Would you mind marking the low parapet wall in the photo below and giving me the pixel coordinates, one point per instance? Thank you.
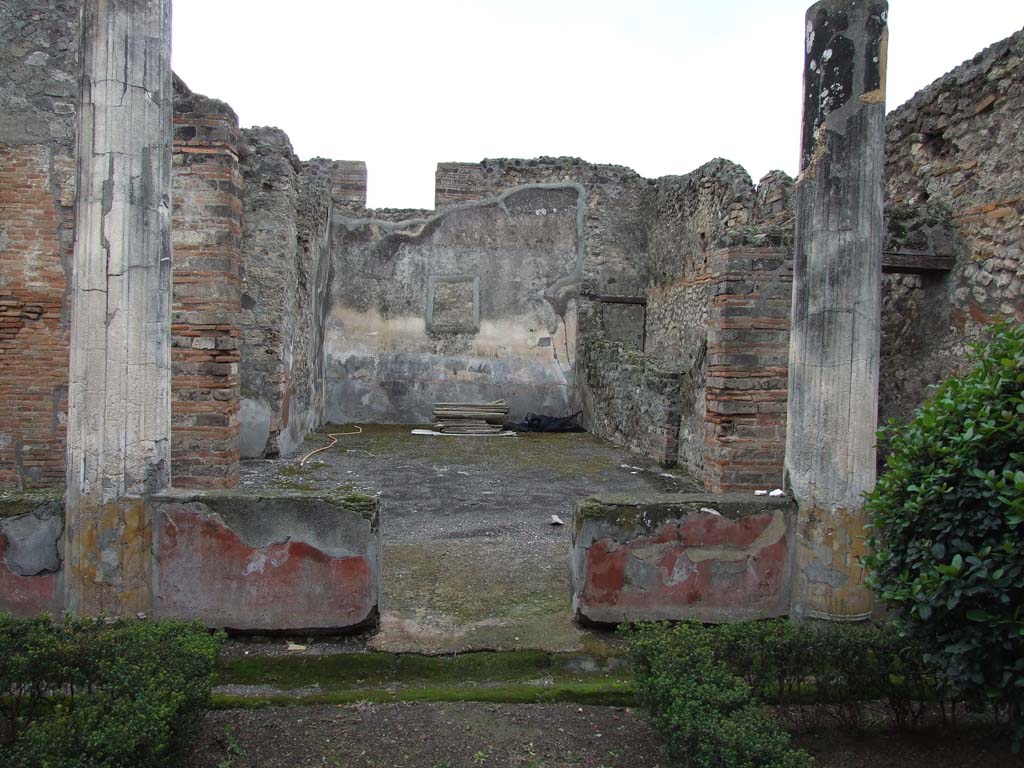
(710, 557)
(31, 525)
(282, 561)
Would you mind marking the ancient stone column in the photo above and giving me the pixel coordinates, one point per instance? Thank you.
(119, 399)
(834, 343)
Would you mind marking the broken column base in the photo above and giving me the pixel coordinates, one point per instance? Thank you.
(829, 573)
(709, 557)
(282, 561)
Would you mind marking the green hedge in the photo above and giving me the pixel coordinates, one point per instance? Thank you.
(708, 687)
(947, 522)
(708, 717)
(83, 693)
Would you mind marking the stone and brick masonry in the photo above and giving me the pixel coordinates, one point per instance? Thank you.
(205, 323)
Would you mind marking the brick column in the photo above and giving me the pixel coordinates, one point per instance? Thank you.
(206, 333)
(834, 347)
(119, 400)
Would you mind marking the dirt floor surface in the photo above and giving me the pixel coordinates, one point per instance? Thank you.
(471, 558)
(479, 735)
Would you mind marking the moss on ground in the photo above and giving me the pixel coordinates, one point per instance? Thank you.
(511, 676)
(613, 693)
(588, 457)
(344, 671)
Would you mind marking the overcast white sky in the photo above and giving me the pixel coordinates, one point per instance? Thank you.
(660, 86)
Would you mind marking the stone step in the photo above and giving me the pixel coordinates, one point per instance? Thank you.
(304, 678)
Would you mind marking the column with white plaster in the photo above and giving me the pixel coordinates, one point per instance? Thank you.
(119, 400)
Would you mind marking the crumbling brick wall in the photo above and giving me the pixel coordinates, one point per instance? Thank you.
(205, 324)
(38, 89)
(642, 370)
(953, 152)
(718, 308)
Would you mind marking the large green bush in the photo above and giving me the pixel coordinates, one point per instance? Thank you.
(707, 716)
(85, 694)
(946, 517)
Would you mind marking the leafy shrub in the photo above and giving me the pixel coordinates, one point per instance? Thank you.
(85, 694)
(706, 714)
(836, 665)
(946, 517)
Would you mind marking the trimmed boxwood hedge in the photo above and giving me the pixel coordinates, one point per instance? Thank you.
(83, 693)
(946, 523)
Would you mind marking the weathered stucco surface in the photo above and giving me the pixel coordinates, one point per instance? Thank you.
(269, 562)
(474, 304)
(837, 302)
(710, 557)
(31, 553)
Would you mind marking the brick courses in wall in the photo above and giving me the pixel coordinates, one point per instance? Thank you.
(747, 368)
(38, 86)
(205, 331)
(34, 258)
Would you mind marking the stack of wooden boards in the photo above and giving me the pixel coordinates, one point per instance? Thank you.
(471, 418)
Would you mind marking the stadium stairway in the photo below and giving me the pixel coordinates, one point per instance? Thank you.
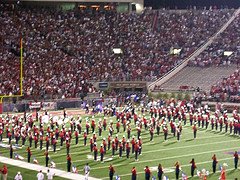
(36, 167)
(175, 72)
(194, 77)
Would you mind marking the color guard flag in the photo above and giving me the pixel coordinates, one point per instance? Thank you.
(52, 164)
(74, 169)
(17, 156)
(184, 176)
(35, 161)
(165, 178)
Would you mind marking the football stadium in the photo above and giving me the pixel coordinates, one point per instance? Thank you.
(120, 89)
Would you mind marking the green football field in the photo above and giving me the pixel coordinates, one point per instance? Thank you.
(202, 148)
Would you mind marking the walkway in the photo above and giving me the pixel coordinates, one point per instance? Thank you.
(36, 167)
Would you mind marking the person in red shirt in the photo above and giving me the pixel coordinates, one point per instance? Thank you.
(147, 173)
(214, 164)
(4, 172)
(76, 137)
(113, 148)
(194, 131)
(136, 150)
(46, 158)
(236, 157)
(133, 144)
(29, 153)
(118, 126)
(160, 172)
(102, 151)
(177, 169)
(134, 174)
(68, 147)
(128, 149)
(111, 172)
(193, 166)
(95, 151)
(69, 163)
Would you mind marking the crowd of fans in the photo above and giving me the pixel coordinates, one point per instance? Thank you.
(228, 88)
(226, 41)
(63, 51)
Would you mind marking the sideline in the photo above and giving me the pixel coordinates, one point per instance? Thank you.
(36, 167)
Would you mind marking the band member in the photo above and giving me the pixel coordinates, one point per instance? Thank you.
(128, 149)
(236, 157)
(193, 167)
(102, 151)
(194, 131)
(111, 172)
(69, 163)
(11, 151)
(160, 172)
(177, 170)
(29, 154)
(134, 173)
(76, 137)
(147, 173)
(214, 164)
(46, 158)
(95, 151)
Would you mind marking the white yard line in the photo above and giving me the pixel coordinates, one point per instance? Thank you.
(172, 157)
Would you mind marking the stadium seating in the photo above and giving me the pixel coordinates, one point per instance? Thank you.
(63, 51)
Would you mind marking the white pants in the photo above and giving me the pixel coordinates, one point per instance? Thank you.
(86, 175)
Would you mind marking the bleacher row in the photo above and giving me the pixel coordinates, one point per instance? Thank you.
(64, 51)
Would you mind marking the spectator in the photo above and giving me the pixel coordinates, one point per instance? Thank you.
(4, 172)
(50, 175)
(40, 175)
(18, 176)
(86, 171)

━━━━━━━━━━━━━━━━━━━━

• **Prompt**: Rewrite the material starting at the line containing "Would you mind marking the white yard" and ending at the last line of the material, keeping the requests as they are and adding 18 to every number in the coordinates.

• **Reply**:
Would you mind marking the white yard line in the photo above and giving me the pixel coordinates, one point per instance? Thank you.
(190, 175)
Would you mind marking the stadium seating in the photo above and giving me the pixel coordinates, one point per instance? Thank you.
(81, 69)
Would you mind marking the white pants in the photo above and giving me the pixel coordinates, one point per instance? Thank you.
(104, 193)
Would you mind marking the bleacher row in the photo above and giving me the pixel coordinates, one point per instance? Thank you.
(82, 69)
Would you mind marking the spectator in the photo above and giving me the pixel coordinates, one point per instance? Thank you.
(22, 190)
(68, 193)
(58, 193)
(36, 194)
(104, 189)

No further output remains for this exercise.